- **Written instruction**: Can you render the records below as a Markdown table with a "No." column numbering the rows and a "Record line" column holding each line, skipping blank lines? Keep the pictures out of your answer.

- **Records shown**:

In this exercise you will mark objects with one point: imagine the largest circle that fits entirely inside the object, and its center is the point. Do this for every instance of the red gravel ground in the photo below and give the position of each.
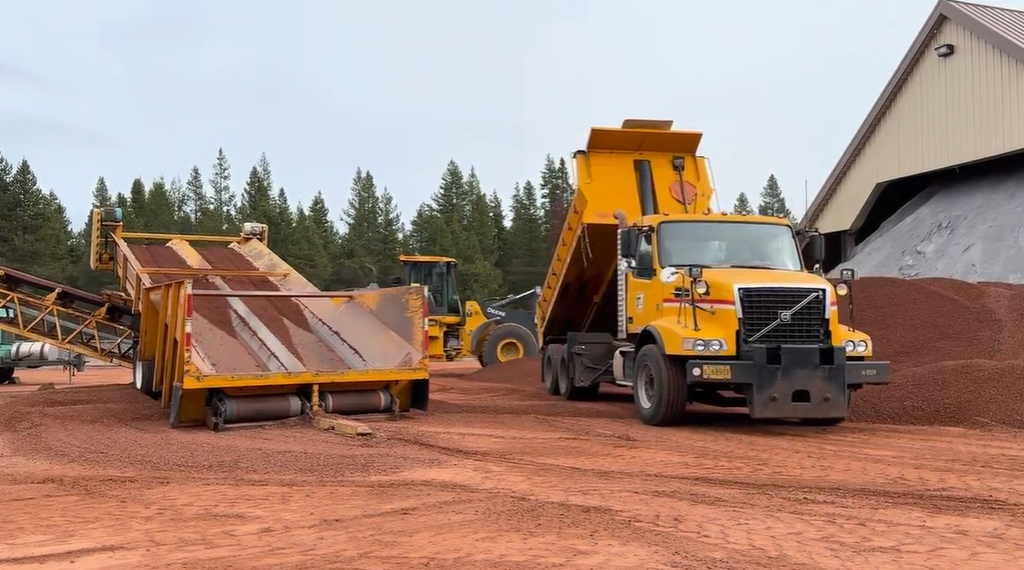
(955, 349)
(497, 476)
(501, 476)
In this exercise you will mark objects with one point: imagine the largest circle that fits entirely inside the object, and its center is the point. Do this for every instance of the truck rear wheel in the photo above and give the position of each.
(549, 367)
(508, 342)
(142, 373)
(658, 388)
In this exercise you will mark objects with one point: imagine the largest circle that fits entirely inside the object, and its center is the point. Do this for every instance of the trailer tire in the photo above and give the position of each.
(508, 342)
(142, 373)
(658, 388)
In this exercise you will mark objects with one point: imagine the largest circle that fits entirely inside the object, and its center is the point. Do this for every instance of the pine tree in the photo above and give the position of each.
(256, 200)
(134, 216)
(101, 194)
(742, 205)
(9, 202)
(222, 200)
(772, 201)
(176, 190)
(389, 232)
(308, 255)
(526, 257)
(282, 222)
(320, 218)
(159, 211)
(197, 204)
(43, 244)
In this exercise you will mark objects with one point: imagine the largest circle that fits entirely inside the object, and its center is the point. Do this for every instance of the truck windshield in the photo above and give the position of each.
(727, 245)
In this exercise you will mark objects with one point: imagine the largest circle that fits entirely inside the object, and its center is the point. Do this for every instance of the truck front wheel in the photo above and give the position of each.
(659, 388)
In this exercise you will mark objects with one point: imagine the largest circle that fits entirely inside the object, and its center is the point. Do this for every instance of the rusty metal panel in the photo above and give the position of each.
(356, 331)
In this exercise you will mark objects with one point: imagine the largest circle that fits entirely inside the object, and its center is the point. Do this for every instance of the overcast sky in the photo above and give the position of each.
(126, 88)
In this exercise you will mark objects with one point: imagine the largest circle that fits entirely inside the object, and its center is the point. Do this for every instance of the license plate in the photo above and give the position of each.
(717, 371)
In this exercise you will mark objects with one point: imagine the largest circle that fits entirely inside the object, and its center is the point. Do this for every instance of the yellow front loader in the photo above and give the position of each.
(489, 331)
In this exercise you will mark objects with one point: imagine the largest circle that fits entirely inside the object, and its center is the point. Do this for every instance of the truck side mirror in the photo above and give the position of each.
(814, 250)
(628, 242)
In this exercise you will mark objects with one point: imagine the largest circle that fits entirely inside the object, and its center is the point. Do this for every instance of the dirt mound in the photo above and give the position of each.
(954, 348)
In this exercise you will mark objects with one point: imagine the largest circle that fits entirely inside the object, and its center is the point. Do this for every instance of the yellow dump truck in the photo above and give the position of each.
(650, 289)
(227, 333)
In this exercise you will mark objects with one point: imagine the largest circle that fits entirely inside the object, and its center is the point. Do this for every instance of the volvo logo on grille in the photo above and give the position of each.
(786, 316)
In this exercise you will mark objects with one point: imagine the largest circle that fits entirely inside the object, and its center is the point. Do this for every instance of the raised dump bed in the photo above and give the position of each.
(230, 334)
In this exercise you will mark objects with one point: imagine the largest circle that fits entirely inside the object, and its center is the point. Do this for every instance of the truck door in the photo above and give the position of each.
(643, 300)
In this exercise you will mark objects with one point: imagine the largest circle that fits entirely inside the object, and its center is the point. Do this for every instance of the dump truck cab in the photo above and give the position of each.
(652, 290)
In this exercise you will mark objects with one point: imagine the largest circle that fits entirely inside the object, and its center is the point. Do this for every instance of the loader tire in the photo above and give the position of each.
(508, 342)
(549, 368)
(658, 388)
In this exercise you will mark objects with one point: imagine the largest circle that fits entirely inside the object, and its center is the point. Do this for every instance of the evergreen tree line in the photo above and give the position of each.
(500, 250)
(772, 202)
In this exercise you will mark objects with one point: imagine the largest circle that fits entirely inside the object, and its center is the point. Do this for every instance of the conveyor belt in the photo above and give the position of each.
(67, 317)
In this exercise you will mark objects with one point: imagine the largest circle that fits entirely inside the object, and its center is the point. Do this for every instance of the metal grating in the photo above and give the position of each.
(764, 306)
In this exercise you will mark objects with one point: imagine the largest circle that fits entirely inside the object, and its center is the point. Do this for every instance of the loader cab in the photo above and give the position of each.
(437, 274)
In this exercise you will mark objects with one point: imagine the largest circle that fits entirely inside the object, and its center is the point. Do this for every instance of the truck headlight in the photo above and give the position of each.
(712, 346)
(855, 347)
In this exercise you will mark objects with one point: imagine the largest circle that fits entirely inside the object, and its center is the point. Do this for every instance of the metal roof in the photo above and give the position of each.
(1003, 28)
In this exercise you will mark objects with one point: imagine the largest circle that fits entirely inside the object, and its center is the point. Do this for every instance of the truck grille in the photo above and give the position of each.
(764, 305)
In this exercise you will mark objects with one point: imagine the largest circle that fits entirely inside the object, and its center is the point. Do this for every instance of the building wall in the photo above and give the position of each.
(951, 111)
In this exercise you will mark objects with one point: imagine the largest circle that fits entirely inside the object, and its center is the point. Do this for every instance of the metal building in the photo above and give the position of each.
(956, 98)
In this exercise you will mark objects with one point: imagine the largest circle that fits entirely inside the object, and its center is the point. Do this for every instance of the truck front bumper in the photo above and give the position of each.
(795, 383)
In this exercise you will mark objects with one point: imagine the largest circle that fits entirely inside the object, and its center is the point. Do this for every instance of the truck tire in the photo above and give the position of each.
(658, 388)
(549, 368)
(142, 377)
(508, 342)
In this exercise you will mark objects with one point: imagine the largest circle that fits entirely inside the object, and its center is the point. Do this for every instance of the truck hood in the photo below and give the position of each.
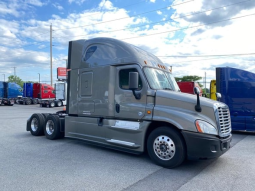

- **Result of this task**:
| No. | Record line |
|---|---|
| 1 | In this exercise you will mark objects with one point: imagine the largest circle that fits entirely inside the object, and its center is the point. Do this for every instance of the red gravel ground in the photo below and give the position of each. |
| 2 | (955, 349) |
| 3 | (497, 476) |
| 4 | (501, 476) |
| 5 | In this exercise you will mark objects with one point: imagine the largest circle that fits entirely inside the object, and its center is the point. Do this for every instance of the truck rear wheel in the photo above and give the position of each. |
| 6 | (549, 367) |
| 7 | (508, 342) |
| 8 | (142, 373) |
| 9 | (658, 388) |
| 10 | In this exercise you will mark objects with one point: imagine the largest circle that fits entirely inside the object, and its center is the point. Do this for every instance of the trailer tire in the photo above and give the position of each. |
| 11 | (508, 342) |
| 12 | (142, 373) |
| 13 | (658, 388) |
| 14 | In this exercise you will mark objects with one point: imagine the largest circle that fits entirely inside the object, and its center is the point. Do this for every instance of the pine tree in the photo above and give the position of each. |
| 15 | (256, 200) |
| 16 | (134, 216) |
| 17 | (101, 194) |
| 18 | (742, 205) |
| 19 | (9, 202) |
| 20 | (222, 200) |
| 21 | (772, 201) |
| 22 | (176, 190) |
| 23 | (389, 232) |
| 24 | (308, 255) |
| 25 | (526, 257) |
| 26 | (282, 222) |
| 27 | (320, 218) |
| 28 | (159, 211) |
| 29 | (197, 204) |
| 30 | (43, 244) |
| 31 | In this exercise you will mark objects with one point: imagine the largest circle that fits entirely inside the object, and its center is the point. Do this for every instance of the truck windshield in the photo above and give the position of each. |
| 32 | (727, 245) |
| 33 | In this exercise you will mark objects with one point: imagine the largest circle that fits entirely inside the object, and its center is the point. Do this for every instance of the truck front wheel in the photo above and give the position of each. |
| 34 | (659, 388) |
| 35 | In this exercise you will mark objects with one point: imagine the largest circle that fits entirely inside the object, and its center is the point. Do this for every instance of the rusty metal panel in the photo above and give the position of each. |
| 36 | (356, 331) |
| 37 | In this exercise you will mark objects with one point: imagine the largest circle that fits entirely inside the object, and its center is the point. Do this for every instance of the overcast sky in the photo above and give the position of each. |
| 38 | (126, 88) |
| 39 | In this exercise you will mark objects with one point: imagine the largest circle that fits entirely inside the object, and its center is the point. Do this for every instance of the license plate in the photo above and give the position of each. |
| 40 | (717, 371) |
| 41 | In this exercise you will mark objects with one point: imagine the largest circle that fits entirely inside the object, and its center is the point. Do this for every instance of the yellow front loader in the photo above and give the position of each. |
| 42 | (489, 331) |
| 43 | In this exercise you will mark objects with one point: imagine the largest circle that fits entirely inside the object, and its center is the point. Do this for every instance of the truck side mirror in the photo above and give the position of each. |
| 44 | (814, 250) |
| 45 | (628, 242) |
| 46 | In this exercise you will mark objects with one point: imagine the largest circle that fits entirely inside the object, and its center is the point. Do this for every instance of the dirt mound in the photo above and give the position of each. |
| 47 | (954, 348) |
| 48 | In this exercise you will mark objects with one point: imagine the largest circle that fits entirely inside the object, and its center is the point. Do this for every instance of the yellow dump truck in the photo above and give the position of each. |
| 49 | (650, 289) |
| 50 | (227, 333) |
| 51 | In this exercise you will mark objects with one point: imagine the largest circle that fits entirely inside the object, and its center is the point. Do this for every instance of the volvo logo on grille in the photo above and give the position of each. |
| 52 | (786, 316) |
| 53 | In this exercise you will mark objects with one point: imagine the largest circle that fits entirely inside the object, and its center is the point. Do this for every instance of the raised dump bed in the photo above and give the position of each. |
| 54 | (230, 334) |
| 55 | In this exercise you will mark objects with one point: imagine the largest circle that fits entirely inside the object, and its center is the point. Do this for every instance of the truck door in the photo above and give the position of each. |
| 56 | (643, 300) |
| 57 | In this exercise you will mark objects with one point: imagine the largest circle that fits entirely inside the object, and its center is the point. Do this for every instance of the dump truck cab in the photo above and give the position of each. |
| 58 | (652, 290) |
| 59 | In this exercise you will mark objects with one point: imagine the largest circle that fits entirely inside the object, and its center is the point. Do this for every instance of the loader tire in the photo above and give the position of each. |
| 60 | (508, 342) |
| 61 | (549, 368) |
| 62 | (658, 388) |
| 63 | In this exercise you will mark objects with one point: imagine the largest circle that fits entirely inside the object, and its center is the point. Do this for every instance of the evergreen tree line in the photo above and give the position of each. |
| 64 | (500, 250) |
| 65 | (772, 202) |
| 66 | In this exercise you will mark objects with one point: imagine the largest circle that fits entirely inside the object, and its center is the point. Do this for every instance of the conveyor belt in the photo above and give the position of each. |
| 67 | (67, 317) |
| 68 | In this exercise you will mark objects with one point: imagine the largest circle that fits entirely inside the object, and its center is the point. Do this for every instance of the metal grating in the photo above and give the position of each. |
| 69 | (764, 306) |
| 70 | In this exercise you will mark objects with one point: imagine the largest circle that fits entirely inside the object, and its center is the point. Do this for every instance of the loader cab in the photo above and give the position of each. |
| 71 | (437, 274) |
| 72 | In this exercise you will mark objects with one point: imagine the largest circle that fits entirely inside the object, and its center is the point. Do this for every instance of the truck headlight in the photo above and give the position of each. |
| 73 | (712, 346) |
| 74 | (855, 347) |
| 75 | In this exercise you will mark objects with one point: imagine the largest circle that fits entirely inside the object, and its center is the point. Do this for every instance of the metal roof in the photo above and give the position of each. |
| 76 | (1003, 28) |
| 77 | In this exercise you will mark objects with one point: imagine the largest circle that fits entirely inside the object, and its center is the point. Do this for every instance of the truck grille in the photo above and give the position of each. |
| 78 | (764, 305) |
| 79 | In this exercise you will mark objects with one point: imagine the largest circle that fits entirely inside the object, and its center is the point. Do this for every instance of the building wall in the photo above and give the position of each. |
| 80 | (951, 111) |
| 81 | In this exercise you will mark objects with one point: imagine the largest circle that fits entirely inside the object, and its center is the point. Do this for every instance of the metal building in the photo above and give the position of each. |
| 82 | (956, 98) |
| 83 | In this exercise you will mark objects with one point: imagine the largest circle that fits entirely inside the object, and its center is the point. Do this for every instance of the truck front bumper in the photo above and give the position of each. |
| 84 | (795, 383) |
| 85 | In this exercise you will mark objects with one point: imagine the largest circle that fits entirely inside the object, and its center is the point. Do this for every instance of the truck tire in the photo above and give the position of each. |
| 86 | (658, 388) |
| 87 | (549, 368) |
| 88 | (142, 377) |
| 89 | (508, 342) |
| 90 | In this exercise you will mark objects with one point: imagine the largest circle that fits entirely inside the object, and its center is the point. Do this for every instance of the truck hood in the photo below and give the position of each. |